** Work to do **
Repeat the listing in full, preserving every character.

** Information supplied **
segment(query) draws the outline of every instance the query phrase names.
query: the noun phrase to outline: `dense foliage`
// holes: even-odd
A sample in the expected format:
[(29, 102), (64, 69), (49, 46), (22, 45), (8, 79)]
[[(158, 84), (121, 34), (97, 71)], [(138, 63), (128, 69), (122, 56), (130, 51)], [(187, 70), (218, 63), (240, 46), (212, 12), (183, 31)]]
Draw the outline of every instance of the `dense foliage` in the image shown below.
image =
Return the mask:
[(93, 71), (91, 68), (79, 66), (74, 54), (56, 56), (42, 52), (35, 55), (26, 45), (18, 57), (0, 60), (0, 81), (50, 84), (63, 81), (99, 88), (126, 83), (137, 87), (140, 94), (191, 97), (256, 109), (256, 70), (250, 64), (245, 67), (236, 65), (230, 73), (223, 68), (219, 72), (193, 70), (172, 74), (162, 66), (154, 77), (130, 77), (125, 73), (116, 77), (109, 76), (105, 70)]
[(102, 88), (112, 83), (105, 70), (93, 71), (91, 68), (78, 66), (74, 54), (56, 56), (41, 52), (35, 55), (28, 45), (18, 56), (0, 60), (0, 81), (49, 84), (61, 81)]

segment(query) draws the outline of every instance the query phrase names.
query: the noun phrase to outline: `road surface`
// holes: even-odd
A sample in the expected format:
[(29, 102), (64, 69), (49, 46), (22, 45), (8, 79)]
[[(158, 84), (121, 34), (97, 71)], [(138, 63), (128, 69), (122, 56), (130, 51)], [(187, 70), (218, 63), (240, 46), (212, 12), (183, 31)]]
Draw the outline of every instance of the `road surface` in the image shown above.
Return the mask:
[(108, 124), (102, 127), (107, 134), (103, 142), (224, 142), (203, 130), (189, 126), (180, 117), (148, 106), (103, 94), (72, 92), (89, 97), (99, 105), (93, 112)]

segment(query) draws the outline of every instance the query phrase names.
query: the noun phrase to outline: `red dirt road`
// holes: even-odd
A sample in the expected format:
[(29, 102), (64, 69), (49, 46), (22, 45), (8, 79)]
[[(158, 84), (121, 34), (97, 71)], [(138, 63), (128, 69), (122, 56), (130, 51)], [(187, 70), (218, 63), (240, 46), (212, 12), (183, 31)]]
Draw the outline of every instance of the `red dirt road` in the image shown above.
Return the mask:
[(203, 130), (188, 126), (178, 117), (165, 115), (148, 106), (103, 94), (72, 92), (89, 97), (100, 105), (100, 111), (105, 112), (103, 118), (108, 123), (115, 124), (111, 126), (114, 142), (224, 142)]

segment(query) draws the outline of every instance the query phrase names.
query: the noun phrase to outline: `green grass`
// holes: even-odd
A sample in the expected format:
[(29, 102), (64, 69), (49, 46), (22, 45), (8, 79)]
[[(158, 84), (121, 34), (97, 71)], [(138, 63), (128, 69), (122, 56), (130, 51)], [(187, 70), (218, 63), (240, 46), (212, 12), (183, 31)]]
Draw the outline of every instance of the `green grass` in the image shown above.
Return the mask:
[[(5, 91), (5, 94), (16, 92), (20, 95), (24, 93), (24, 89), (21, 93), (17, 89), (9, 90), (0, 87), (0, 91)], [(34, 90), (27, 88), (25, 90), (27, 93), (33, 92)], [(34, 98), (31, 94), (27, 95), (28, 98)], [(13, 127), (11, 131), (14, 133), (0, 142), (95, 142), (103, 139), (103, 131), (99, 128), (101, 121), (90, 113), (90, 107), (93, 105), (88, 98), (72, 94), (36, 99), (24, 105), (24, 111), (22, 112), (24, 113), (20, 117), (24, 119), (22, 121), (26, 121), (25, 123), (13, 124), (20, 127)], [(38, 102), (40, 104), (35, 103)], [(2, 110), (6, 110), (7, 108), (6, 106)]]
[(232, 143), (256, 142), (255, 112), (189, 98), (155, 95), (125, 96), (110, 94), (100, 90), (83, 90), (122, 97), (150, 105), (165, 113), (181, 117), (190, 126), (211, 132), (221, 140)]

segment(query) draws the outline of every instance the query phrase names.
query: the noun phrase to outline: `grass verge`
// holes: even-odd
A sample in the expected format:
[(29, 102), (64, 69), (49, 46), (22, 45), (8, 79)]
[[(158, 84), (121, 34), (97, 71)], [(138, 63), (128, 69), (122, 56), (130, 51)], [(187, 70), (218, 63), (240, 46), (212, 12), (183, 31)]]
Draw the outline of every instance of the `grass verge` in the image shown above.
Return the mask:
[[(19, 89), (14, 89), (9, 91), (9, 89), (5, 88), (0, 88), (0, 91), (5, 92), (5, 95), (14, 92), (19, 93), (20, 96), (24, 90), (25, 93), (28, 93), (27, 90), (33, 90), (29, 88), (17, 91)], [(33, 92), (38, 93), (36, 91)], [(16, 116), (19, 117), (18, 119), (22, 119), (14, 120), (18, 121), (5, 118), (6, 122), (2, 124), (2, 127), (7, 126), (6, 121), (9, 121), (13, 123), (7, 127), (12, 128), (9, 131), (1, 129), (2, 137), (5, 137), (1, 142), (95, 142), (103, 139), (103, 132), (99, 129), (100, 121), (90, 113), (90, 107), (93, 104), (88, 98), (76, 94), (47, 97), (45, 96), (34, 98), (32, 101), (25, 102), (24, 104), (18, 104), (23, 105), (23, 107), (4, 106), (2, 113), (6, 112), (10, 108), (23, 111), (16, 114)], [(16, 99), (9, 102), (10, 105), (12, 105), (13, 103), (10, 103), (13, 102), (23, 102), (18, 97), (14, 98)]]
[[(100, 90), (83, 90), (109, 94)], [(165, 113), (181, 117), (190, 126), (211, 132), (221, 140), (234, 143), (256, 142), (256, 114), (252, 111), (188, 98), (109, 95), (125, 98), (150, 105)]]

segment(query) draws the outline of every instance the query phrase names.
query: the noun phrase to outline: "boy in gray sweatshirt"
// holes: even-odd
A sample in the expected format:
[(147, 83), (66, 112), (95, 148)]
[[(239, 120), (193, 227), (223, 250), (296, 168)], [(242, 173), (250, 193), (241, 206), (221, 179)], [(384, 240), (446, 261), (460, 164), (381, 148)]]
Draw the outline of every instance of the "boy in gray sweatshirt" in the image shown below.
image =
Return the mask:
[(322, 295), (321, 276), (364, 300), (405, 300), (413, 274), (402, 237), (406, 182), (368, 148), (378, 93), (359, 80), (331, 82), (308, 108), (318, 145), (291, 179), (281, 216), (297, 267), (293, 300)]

** Written reply **
segment(query) draws the outline of every instance the query phrase names.
query: the noun phrase to outline: `dense foliage`
// holes: even-odd
A sample in the expected format:
[(29, 102), (64, 69), (49, 46), (22, 45), (8, 79)]
[[(158, 84), (121, 34), (97, 71)], [(138, 63), (128, 69), (122, 56), (130, 51)], [(187, 70), (218, 63), (240, 46), (212, 12), (183, 31)]]
Draw the outline of every instance of the `dense foliage` in the image shown below.
image =
Return the mask:
[(93, 71), (91, 68), (79, 66), (74, 54), (56, 56), (42, 52), (35, 55), (26, 45), (18, 57), (0, 60), (0, 81), (50, 84), (63, 81), (99, 88), (126, 83), (137, 87), (140, 94), (191, 97), (256, 109), (256, 70), (250, 64), (245, 67), (236, 65), (230, 73), (223, 68), (219, 72), (193, 70), (172, 74), (162, 66), (154, 77), (130, 77), (125, 73), (116, 77), (109, 76), (105, 70)]
[(102, 88), (112, 83), (105, 70), (93, 71), (91, 68), (78, 66), (74, 54), (56, 56), (41, 52), (35, 55), (28, 45), (18, 56), (0, 60), (0, 81), (49, 84), (61, 81)]

segment(query) draws the outline of every instance the query phrase names.
query: the noun phrase to outline: `road surface`
// holes: even-odd
A sample in the expected format:
[(29, 102), (64, 69), (49, 46), (22, 45), (8, 79)]
[[(158, 84), (121, 34), (97, 71)], [(138, 63), (128, 69), (122, 56), (130, 51)], [(187, 70), (218, 63), (240, 46), (212, 12), (183, 31)]]
Draw the outline of every instance of the `road surface` in the image shown above.
Return the mask:
[(108, 124), (102, 127), (107, 134), (103, 142), (224, 142), (203, 130), (189, 126), (180, 117), (148, 106), (103, 94), (72, 92), (89, 97), (99, 105), (93, 112)]

segment(query) draws the outline of every instance the query phrase names.
query: the noun phrase to outline: `red dirt road`
// holes: even-odd
A sample in the expected format:
[(29, 102), (64, 69), (49, 46), (22, 45), (8, 79)]
[[(158, 84), (121, 34), (97, 71)], [(138, 63), (128, 69), (122, 56), (130, 51)], [(187, 70), (218, 63), (240, 46), (212, 12), (183, 31)]]
Draw the outline of every instance of the `red dirt road` in the image shown above.
Return the mask:
[(203, 130), (188, 126), (178, 117), (165, 115), (148, 106), (103, 94), (72, 92), (89, 97), (100, 105), (100, 111), (105, 112), (103, 118), (108, 123), (115, 124), (111, 126), (114, 142), (224, 142)]

segment(query) draws the outline of every instance the query phrase names.
query: the noun phrase to outline: `green grass`
// holes: even-odd
A sample in the expected format:
[(29, 102), (64, 69), (49, 46), (22, 45), (8, 79)]
[[(158, 84), (121, 34), (97, 71)], [(138, 63), (128, 69), (122, 56), (130, 51)], [(187, 70), (218, 63), (240, 46), (212, 12), (183, 31)]]
Draw the outline of every instance of the `green grass` in the image shown above.
Return the mask:
[[(5, 91), (5, 94), (16, 92), (20, 95), (24, 93), (24, 89), (21, 93), (17, 89), (9, 90), (0, 87), (0, 91)], [(34, 90), (27, 88), (25, 90), (27, 93), (33, 92)], [(34, 98), (31, 94), (27, 95), (28, 98)], [(13, 127), (11, 131), (14, 133), (0, 142), (95, 142), (103, 139), (103, 131), (99, 128), (101, 121), (90, 113), (90, 107), (93, 105), (88, 98), (72, 94), (36, 99), (24, 105), (24, 111), (22, 112), (24, 113), (20, 117), (24, 119), (22, 121), (26, 121), (25, 123), (13, 124), (20, 127)], [(38, 102), (40, 104), (35, 103)], [(2, 110), (6, 110), (7, 108), (6, 106)]]
[(232, 143), (256, 142), (255, 112), (189, 98), (155, 95), (125, 96), (110, 94), (100, 90), (83, 90), (122, 97), (150, 105), (165, 113), (181, 117), (190, 126), (211, 132), (221, 140)]

segment(query) draws the outline of every instance the query phrase names.
query: the noun phrase to outline: `grass verge`
// holes: even-odd
A sample in the expected format:
[(29, 102), (64, 69), (49, 46), (22, 45), (8, 79)]
[[(158, 84), (121, 34), (97, 71)], [(138, 63), (128, 69), (122, 56), (130, 51)], [(187, 70), (218, 63), (240, 46), (212, 12), (183, 31)]]
Draw the outline of every instance of the `grass verge` in the image shown above.
Return the mask:
[[(19, 89), (14, 89), (9, 91), (9, 89), (5, 88), (0, 88), (0, 91), (5, 92), (5, 95), (14, 92), (19, 93), (20, 96), (24, 90), (25, 93), (28, 93), (27, 90), (33, 90), (29, 88), (17, 91)], [(33, 92), (38, 93), (36, 91)], [(16, 116), (19, 117), (18, 119), (22, 119), (14, 120), (18, 121), (5, 118), (6, 122), (2, 124), (2, 127), (7, 126), (6, 121), (9, 121), (13, 123), (7, 127), (12, 128), (9, 131), (1, 129), (2, 137), (5, 137), (1, 142), (95, 142), (103, 139), (103, 132), (99, 129), (100, 121), (90, 113), (90, 107), (93, 104), (88, 98), (76, 94), (47, 97), (45, 96), (34, 98), (32, 101), (25, 102), (24, 104), (18, 104), (23, 105), (23, 107), (4, 106), (2, 113), (6, 112), (10, 108), (23, 111), (16, 114)], [(16, 99), (9, 102), (10, 105), (12, 105), (13, 103), (10, 103), (13, 102), (23, 102), (18, 97), (14, 98)]]
[[(100, 90), (83, 90), (109, 94)], [(165, 113), (181, 117), (190, 126), (211, 132), (221, 140), (234, 143), (256, 142), (256, 114), (252, 111), (188, 98), (109, 95), (125, 98), (150, 105)]]

segment(query) draws the outline of every instance the query phrase names.
query: the noun phrase to outline: "boy in gray sweatshirt"
// holes: even-odd
A sample in the expected format:
[(147, 83), (66, 112), (95, 148)]
[[(239, 120), (193, 227), (223, 250), (296, 168)], [(242, 173), (250, 193), (241, 206), (221, 179)], [(384, 240), (446, 261), (460, 164), (381, 148)]]
Draw the outline of every instance of the "boy in gray sweatshirt" in the image shown below.
image =
Return the mask:
[(322, 295), (321, 276), (364, 300), (405, 300), (413, 274), (402, 237), (406, 182), (368, 148), (378, 93), (359, 80), (331, 82), (308, 108), (318, 145), (291, 179), (281, 216), (297, 267), (293, 300)]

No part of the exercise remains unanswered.